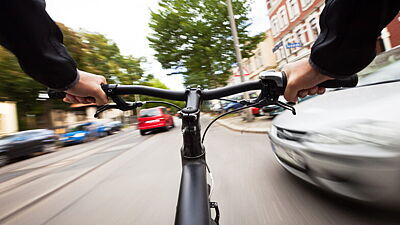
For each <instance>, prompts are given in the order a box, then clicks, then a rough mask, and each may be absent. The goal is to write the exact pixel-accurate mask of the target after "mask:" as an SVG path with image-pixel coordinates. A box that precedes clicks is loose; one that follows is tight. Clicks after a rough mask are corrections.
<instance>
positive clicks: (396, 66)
mask: <svg viewBox="0 0 400 225" xmlns="http://www.w3.org/2000/svg"><path fill="white" fill-rule="evenodd" d="M399 90H400V62H397V63H395V64H392V65H390V66H388V67H386V68H384V69H382V70H380V71H379V72H377V73H374V74H371V75H369V76H367V77H366V78H364V79H361V80H360V82H359V86H358V87H356V88H351V89H341V90H336V91H331V92H329V93H326V94H325V95H322V96H320V97H318V98H313V99H310V100H308V101H306V102H302V103H300V104H299V105H297V106H296V108H297V111H298V115H296V116H293V115H292V114H291V113H290V112H288V111H285V112H283V113H282V114H281V115H279V116H277V117H276V118H275V119H274V120H273V124H272V128H271V132H270V134H269V138H270V140H271V145H272V148H273V151H274V153H275V156H276V158H277V160H278V162H279V163H280V164H281V165H282V166H283V167H284V168H285V169H286V170H287V171H289V172H290V173H292V174H294V175H295V176H297V177H299V178H301V179H303V180H305V181H307V182H309V183H311V184H313V185H315V186H318V187H320V188H322V189H325V190H328V191H332V192H334V193H337V194H340V195H343V196H346V197H349V198H352V199H356V200H360V201H363V202H368V203H373V204H374V205H381V206H384V205H385V206H392V205H396V206H398V205H399V204H400V195H399V194H398V193H399V190H400V179H399V177H400V138H399V137H400V106H399V104H398V102H399V98H400V92H399Z"/></svg>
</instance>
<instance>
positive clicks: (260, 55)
mask: <svg viewBox="0 0 400 225" xmlns="http://www.w3.org/2000/svg"><path fill="white" fill-rule="evenodd" d="M255 55H256V69H258V68H260V67H261V66H262V65H263V63H262V56H261V51H258V52H257V53H256V54H255Z"/></svg>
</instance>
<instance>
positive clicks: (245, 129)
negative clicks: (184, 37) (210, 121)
mask: <svg viewBox="0 0 400 225" xmlns="http://www.w3.org/2000/svg"><path fill="white" fill-rule="evenodd" d="M217 123H218V124H219V125H221V126H223V127H225V128H228V129H229V130H233V131H237V132H240V133H253V134H268V133H269V132H270V130H269V129H268V130H257V129H246V128H243V127H240V126H236V125H232V124H229V123H228V122H225V121H223V120H217Z"/></svg>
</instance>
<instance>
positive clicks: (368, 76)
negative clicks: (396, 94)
mask: <svg viewBox="0 0 400 225" xmlns="http://www.w3.org/2000/svg"><path fill="white" fill-rule="evenodd" d="M359 78H360V79H359V81H358V86H362V85H369V84H375V83H381V82H389V81H393V80H399V79H400V61H398V62H395V63H392V64H390V65H388V66H385V67H383V68H382V69H380V70H378V71H377V72H374V73H371V74H367V75H362V76H359Z"/></svg>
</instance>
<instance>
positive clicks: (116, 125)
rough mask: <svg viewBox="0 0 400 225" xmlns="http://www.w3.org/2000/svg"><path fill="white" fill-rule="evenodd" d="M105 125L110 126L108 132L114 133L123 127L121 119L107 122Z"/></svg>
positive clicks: (118, 130) (109, 133) (110, 132)
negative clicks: (120, 120)
mask: <svg viewBox="0 0 400 225" xmlns="http://www.w3.org/2000/svg"><path fill="white" fill-rule="evenodd" d="M105 126H107V127H108V128H109V130H108V134H113V133H114V132H118V131H120V130H121V129H122V127H123V125H122V123H121V121H112V122H109V123H106V124H105Z"/></svg>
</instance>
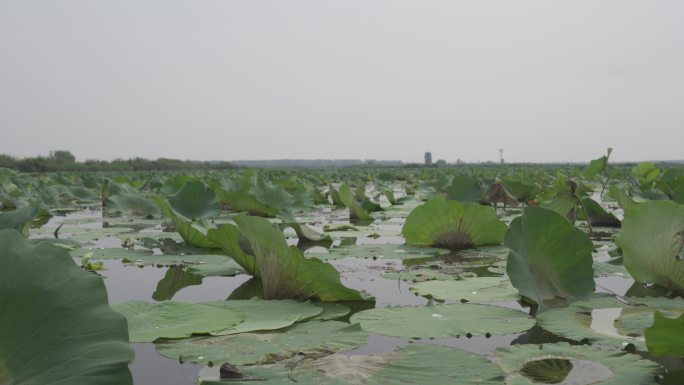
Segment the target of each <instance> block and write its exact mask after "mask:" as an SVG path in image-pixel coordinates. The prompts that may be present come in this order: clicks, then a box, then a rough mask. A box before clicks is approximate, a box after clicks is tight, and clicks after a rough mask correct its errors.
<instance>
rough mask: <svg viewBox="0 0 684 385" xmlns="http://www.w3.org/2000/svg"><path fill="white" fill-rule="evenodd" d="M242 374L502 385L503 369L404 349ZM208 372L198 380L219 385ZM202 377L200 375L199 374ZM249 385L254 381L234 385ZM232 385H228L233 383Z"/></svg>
mask: <svg viewBox="0 0 684 385" xmlns="http://www.w3.org/2000/svg"><path fill="white" fill-rule="evenodd" d="M240 369H241V371H242V372H243V373H244V374H245V375H246V376H249V377H250V378H252V379H265V380H266V382H267V383H268V384H269V385H290V384H292V383H293V380H294V381H296V383H297V384H302V385H319V384H326V385H358V384H364V385H380V384H430V385H453V384H459V385H500V384H502V383H503V381H504V377H503V372H502V371H501V369H500V368H499V367H498V366H497V365H496V364H494V363H492V362H491V361H489V360H488V359H487V358H485V357H482V356H479V355H477V354H473V353H468V352H465V351H463V350H459V349H454V348H450V347H446V346H437V345H426V344H408V345H405V346H402V347H399V348H397V349H396V350H394V351H392V352H389V353H385V354H380V355H370V356H361V355H360V356H348V355H345V354H333V355H328V356H324V357H320V358H317V359H315V360H302V361H299V360H298V359H296V358H295V359H293V360H289V361H283V362H282V363H279V364H276V365H264V366H245V367H242V368H240ZM215 372H217V370H216V369H215V370H213V371H211V374H210V375H208V376H202V377H201V378H200V384H202V385H219V384H224V383H225V382H220V381H219V380H218V378H217V377H218V376H217V375H216V374H214V373H215ZM200 374H202V373H200ZM233 381H234V382H235V383H238V384H249V383H252V382H253V380H245V381H240V380H233ZM233 381H231V382H233Z"/></svg>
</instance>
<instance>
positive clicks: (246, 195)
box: [213, 181, 278, 217]
mask: <svg viewBox="0 0 684 385" xmlns="http://www.w3.org/2000/svg"><path fill="white" fill-rule="evenodd" d="M213 187H214V189H215V191H216V194H217V195H218V198H219V200H220V201H221V203H224V204H226V205H228V207H230V208H231V209H232V210H234V211H237V212H241V211H246V212H248V213H250V214H251V215H258V216H262V217H275V216H276V214H278V208H277V207H273V206H270V205H268V204H266V203H264V202H261V201H260V200H259V199H257V197H256V196H254V194H253V193H252V192H251V191H250V189H251V184H249V182H245V181H243V182H234V181H222V182H217V183H214V184H213Z"/></svg>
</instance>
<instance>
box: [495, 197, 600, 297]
mask: <svg viewBox="0 0 684 385" xmlns="http://www.w3.org/2000/svg"><path fill="white" fill-rule="evenodd" d="M504 245H506V246H507V247H508V248H510V249H511V252H510V254H509V255H508V261H507V264H506V273H507V274H508V276H509V277H510V279H511V282H512V283H513V286H515V288H516V289H518V291H519V292H520V295H521V296H523V297H525V298H527V299H529V300H531V301H532V302H533V303H535V304H537V305H539V307H540V308H543V307H544V306H545V305H544V303H545V302H547V301H552V300H555V299H573V298H582V297H586V296H588V295H590V294H591V293H592V292H593V291H594V270H593V267H592V265H593V260H592V256H591V252H592V249H593V244H592V242H591V240H589V238H588V237H587V235H586V234H584V232H582V231H581V230H579V229H577V228H575V227H574V226H573V225H572V224H570V223H569V222H568V221H567V220H565V218H563V217H562V216H560V215H559V214H558V213H556V212H554V211H551V210H546V209H543V208H540V207H527V208H525V209H524V211H523V215H522V216H520V217H518V218H515V219H514V220H513V222H511V226H510V228H509V229H508V232H507V233H506V238H505V240H504Z"/></svg>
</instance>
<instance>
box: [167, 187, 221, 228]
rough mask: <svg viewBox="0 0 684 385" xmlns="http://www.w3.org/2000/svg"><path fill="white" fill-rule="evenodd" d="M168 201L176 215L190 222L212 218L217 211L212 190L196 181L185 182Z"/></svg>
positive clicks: (217, 211) (217, 202)
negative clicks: (194, 220)
mask: <svg viewBox="0 0 684 385" xmlns="http://www.w3.org/2000/svg"><path fill="white" fill-rule="evenodd" d="M168 201H169V204H171V207H173V209H174V210H175V211H176V212H177V213H179V214H181V215H182V216H184V217H186V218H190V219H191V220H197V219H202V218H209V217H213V216H216V215H217V214H218V211H219V207H218V201H217V199H216V194H215V193H214V190H212V189H211V188H209V187H207V186H206V185H205V184H204V183H202V182H198V181H190V182H187V183H186V184H185V185H184V186H183V188H181V189H180V190H179V191H178V192H176V193H175V194H173V195H171V196H169V198H168Z"/></svg>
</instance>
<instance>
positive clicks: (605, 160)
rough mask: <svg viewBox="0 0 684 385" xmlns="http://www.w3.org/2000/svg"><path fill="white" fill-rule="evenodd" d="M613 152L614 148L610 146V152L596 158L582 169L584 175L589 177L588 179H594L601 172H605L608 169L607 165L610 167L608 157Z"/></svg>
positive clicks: (582, 171)
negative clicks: (610, 147) (600, 156)
mask: <svg viewBox="0 0 684 385" xmlns="http://www.w3.org/2000/svg"><path fill="white" fill-rule="evenodd" d="M612 152H613V149H612V148H610V147H609V148H608V154H607V155H604V156H602V157H600V158H598V159H594V160H592V161H591V162H589V166H587V168H585V169H584V171H582V176H583V177H585V178H587V179H592V178H594V177H595V176H596V175H598V174H599V173H601V172H603V171H605V170H606V167H608V158H609V157H610V154H611V153H612Z"/></svg>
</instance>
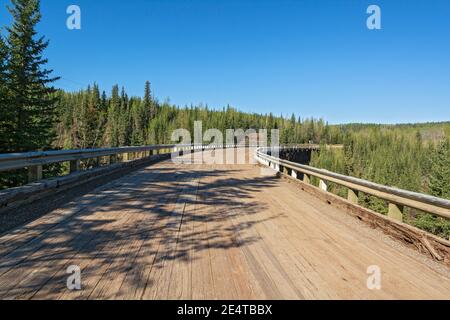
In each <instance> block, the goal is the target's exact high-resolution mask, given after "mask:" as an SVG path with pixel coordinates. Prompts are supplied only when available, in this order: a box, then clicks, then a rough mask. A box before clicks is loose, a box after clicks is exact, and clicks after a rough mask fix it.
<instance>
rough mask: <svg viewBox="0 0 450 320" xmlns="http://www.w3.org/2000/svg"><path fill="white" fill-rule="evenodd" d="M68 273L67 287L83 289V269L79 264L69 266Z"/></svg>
mask: <svg viewBox="0 0 450 320" xmlns="http://www.w3.org/2000/svg"><path fill="white" fill-rule="evenodd" d="M66 273H67V274H70V276H69V277H67V282H66V285H67V289H69V290H71V291H73V290H81V269H80V267H79V266H77V265H71V266H69V267H68V268H67V271H66Z"/></svg>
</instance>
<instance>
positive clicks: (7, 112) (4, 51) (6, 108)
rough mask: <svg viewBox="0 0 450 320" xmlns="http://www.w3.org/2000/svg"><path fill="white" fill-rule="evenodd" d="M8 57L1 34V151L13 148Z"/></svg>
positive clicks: (4, 43)
mask: <svg viewBox="0 0 450 320" xmlns="http://www.w3.org/2000/svg"><path fill="white" fill-rule="evenodd" d="M7 59H8V50H7V47H6V44H5V42H4V41H3V38H2V37H1V35H0V153H7V152H9V151H10V150H11V146H10V142H9V140H10V134H11V129H12V124H13V119H12V109H11V106H10V104H9V101H8V100H9V99H8V98H9V92H8V88H7V74H6V65H7Z"/></svg>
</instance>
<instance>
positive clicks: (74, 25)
mask: <svg viewBox="0 0 450 320" xmlns="http://www.w3.org/2000/svg"><path fill="white" fill-rule="evenodd" d="M66 13H67V14H68V15H69V17H68V18H67V20H66V26H67V29H69V30H80V29H81V8H80V7H79V6H77V5H74V4H72V5H70V6H68V7H67V10H66Z"/></svg>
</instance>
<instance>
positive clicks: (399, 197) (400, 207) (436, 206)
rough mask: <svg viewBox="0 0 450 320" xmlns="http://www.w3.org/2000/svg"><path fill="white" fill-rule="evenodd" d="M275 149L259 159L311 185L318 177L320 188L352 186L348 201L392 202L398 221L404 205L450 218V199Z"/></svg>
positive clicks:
+-------+
Can you copy out the data word for word, starting at its very beginning and ending at the line that contains "positive clicks: (396, 66)", with both of those lines included and the pictures left out?

For each <instance>, prompts are given in the order a box, then clicks, then a rough mask, and each may be absent. The goal is to write the exact pixel-accurate mask of the target after "mask:" as an SVG path with image-pixel coordinates. A box that precedes clicks is loose; one that follows is tight. Clicks after a rough mask are corrections.
<instance>
positive clicks: (396, 66)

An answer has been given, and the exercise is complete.